Referring expression pointing data
- Opening Delimiter -
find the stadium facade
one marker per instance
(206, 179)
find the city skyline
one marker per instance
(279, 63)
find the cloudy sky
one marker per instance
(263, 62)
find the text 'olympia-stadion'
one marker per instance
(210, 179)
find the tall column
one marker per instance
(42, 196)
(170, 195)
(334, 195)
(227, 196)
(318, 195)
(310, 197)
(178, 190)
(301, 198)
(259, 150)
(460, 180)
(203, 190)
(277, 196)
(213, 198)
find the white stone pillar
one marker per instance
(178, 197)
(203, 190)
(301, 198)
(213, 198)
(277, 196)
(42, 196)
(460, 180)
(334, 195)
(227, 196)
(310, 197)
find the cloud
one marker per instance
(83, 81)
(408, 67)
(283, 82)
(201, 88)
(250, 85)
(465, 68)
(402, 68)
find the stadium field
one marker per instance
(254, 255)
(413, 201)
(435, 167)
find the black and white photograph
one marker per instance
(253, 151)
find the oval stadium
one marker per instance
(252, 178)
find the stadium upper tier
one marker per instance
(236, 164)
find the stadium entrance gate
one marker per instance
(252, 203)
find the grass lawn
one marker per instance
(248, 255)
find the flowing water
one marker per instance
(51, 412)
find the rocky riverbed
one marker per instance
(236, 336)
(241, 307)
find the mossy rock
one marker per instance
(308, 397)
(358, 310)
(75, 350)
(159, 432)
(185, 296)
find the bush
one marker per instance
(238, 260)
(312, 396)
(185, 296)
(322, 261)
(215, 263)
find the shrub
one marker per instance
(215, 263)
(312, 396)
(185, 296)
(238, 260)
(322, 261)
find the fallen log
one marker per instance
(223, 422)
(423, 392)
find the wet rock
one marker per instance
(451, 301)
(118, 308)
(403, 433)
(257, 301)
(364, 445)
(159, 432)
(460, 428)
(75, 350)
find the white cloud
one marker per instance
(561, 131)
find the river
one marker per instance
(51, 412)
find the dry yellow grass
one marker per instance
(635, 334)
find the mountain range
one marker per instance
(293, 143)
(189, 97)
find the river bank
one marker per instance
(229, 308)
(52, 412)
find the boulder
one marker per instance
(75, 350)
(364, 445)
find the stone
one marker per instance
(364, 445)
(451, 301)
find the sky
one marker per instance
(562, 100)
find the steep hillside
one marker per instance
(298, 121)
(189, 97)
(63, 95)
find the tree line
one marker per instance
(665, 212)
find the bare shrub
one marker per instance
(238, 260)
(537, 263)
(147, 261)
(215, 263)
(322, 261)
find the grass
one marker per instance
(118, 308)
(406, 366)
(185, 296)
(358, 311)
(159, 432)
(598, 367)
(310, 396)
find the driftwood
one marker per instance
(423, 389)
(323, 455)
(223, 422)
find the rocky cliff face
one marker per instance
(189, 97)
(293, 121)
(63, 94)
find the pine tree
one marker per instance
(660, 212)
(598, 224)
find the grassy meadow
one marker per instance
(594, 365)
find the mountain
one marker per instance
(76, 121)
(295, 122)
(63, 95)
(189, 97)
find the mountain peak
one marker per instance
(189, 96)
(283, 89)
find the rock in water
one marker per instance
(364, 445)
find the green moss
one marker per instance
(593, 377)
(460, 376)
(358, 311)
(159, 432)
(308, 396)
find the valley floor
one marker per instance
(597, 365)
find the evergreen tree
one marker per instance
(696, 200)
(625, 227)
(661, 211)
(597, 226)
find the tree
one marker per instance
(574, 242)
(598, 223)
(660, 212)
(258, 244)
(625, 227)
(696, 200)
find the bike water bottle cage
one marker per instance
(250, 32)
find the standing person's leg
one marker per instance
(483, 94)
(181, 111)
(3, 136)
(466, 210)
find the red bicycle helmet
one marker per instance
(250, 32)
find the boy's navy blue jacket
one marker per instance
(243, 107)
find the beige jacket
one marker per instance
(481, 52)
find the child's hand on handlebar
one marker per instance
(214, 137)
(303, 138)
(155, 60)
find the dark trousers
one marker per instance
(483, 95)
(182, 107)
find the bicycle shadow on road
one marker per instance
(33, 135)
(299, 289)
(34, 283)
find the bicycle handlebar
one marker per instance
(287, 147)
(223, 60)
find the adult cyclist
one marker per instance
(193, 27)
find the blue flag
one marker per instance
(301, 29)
- Closing Delimiter -
TASK STATEMENT:
All of the entries above are to be written out again exactly.

YOUR SOLUTION:
find the stadium facade
one marker per instance
(206, 179)
find the city skyline
one marker per instance
(279, 63)
find the cloudy sky
one marker per instance
(263, 62)
find the text 'olympia-stadion'
one marker per instance
(210, 179)
find the tall column
one marker per instance
(42, 196)
(170, 195)
(334, 195)
(227, 196)
(318, 195)
(310, 197)
(178, 190)
(301, 198)
(259, 150)
(460, 180)
(203, 190)
(277, 196)
(213, 198)
find the white stone pillar
one marker per instance
(178, 197)
(203, 190)
(301, 198)
(213, 198)
(277, 196)
(42, 196)
(460, 180)
(334, 195)
(227, 196)
(310, 197)
find the cloud
one marker per instance
(83, 81)
(408, 67)
(283, 82)
(201, 88)
(250, 85)
(465, 68)
(402, 68)
find the stadium field
one marker per instance
(254, 255)
(413, 201)
(435, 167)
find the black and white photograph
one marker per instance
(253, 151)
find the oval stadium
one marker per instance
(252, 178)
find the stadium upper tier
one marker per instance
(236, 164)
find the stadium entrance gate
one marker per instance
(252, 203)
find the grass lawn
one marker per instance
(248, 255)
find the flowing water
one marker per instance
(51, 412)
find the rocky riverbed
one marker per instance
(236, 336)
(241, 307)
find the mossy rock
one marker per instance
(308, 397)
(358, 310)
(75, 350)
(159, 432)
(185, 296)
find the bush
one marker per instance
(238, 260)
(312, 396)
(185, 296)
(322, 261)
(215, 263)
find the shrub
one marker per instance
(215, 263)
(312, 396)
(185, 296)
(238, 260)
(322, 261)
find the fallen log
one marker per instance
(223, 422)
(423, 392)
find the wet rock
one marker per instance
(451, 301)
(118, 308)
(403, 433)
(257, 301)
(364, 445)
(159, 432)
(460, 428)
(75, 350)
find the white cloud
one marker per instance
(561, 131)
find the river
one marker per instance
(51, 412)
find the dry yellow grass
one marker per instance
(635, 334)
find the mountain range
one marker per instance
(293, 143)
(189, 97)
find the river bank
one marker per instance
(229, 308)
(52, 412)
find the boulder
one marker per instance
(75, 350)
(364, 445)
find the stone
one marker per instance
(364, 445)
(451, 301)
find the sky
one marker per instance
(562, 100)
find the steep hillside
one marker per instance
(298, 121)
(189, 97)
(63, 95)
find the tree line
one marker per instance
(665, 212)
find the bare shrub
one marker per instance
(238, 260)
(537, 263)
(147, 261)
(215, 263)
(322, 261)
find the grass
one marker per instance
(118, 308)
(406, 366)
(185, 296)
(358, 311)
(159, 432)
(598, 367)
(310, 396)
find the driftwood
one marker per instance
(423, 389)
(323, 455)
(223, 422)
find the rocky cliff face
one marker per instance
(189, 97)
(293, 121)
(63, 94)
find the pine tree
one marker per instance
(660, 212)
(598, 224)
find the grassy meadow
one marker per instance
(594, 365)
find the mountain
one marker per instance
(76, 121)
(295, 122)
(63, 95)
(189, 97)
find the mountain peak
one marker per instance
(189, 96)
(283, 89)
find the rock in water
one marker per instance
(364, 445)
find the green moss
one marker per instance
(593, 377)
(460, 376)
(358, 311)
(159, 432)
(308, 396)
find the valley floor
one marker per instance
(597, 365)
find the evergreen tree
one marker per instance
(696, 200)
(625, 227)
(661, 211)
(597, 226)
find the tree
one marker per instance
(574, 242)
(598, 223)
(660, 212)
(258, 244)
(625, 227)
(696, 200)
find the bike water bottle cage
one marker per instance
(250, 32)
find the standing person's leg
one marker per instance
(483, 94)
(181, 111)
(3, 136)
(466, 210)
find the red bicycle helmet
one marker per instance
(250, 32)
find the boy's navy blue jacket
one marker per instance
(243, 107)
find the beige jacket
one marker per instance
(481, 52)
find the child's hand on handlebar
one marker per instance
(214, 137)
(303, 138)
(155, 60)
find the dark trousers
one marker per instance
(483, 95)
(182, 107)
find the bicycle shadow on road
one marker per instance
(33, 135)
(299, 289)
(34, 283)
find the bicycle handlebar
one marker per instance
(287, 147)
(223, 60)
find the adult cyclist
one marker per instance
(193, 27)
find the blue flag
one marker per instance
(301, 29)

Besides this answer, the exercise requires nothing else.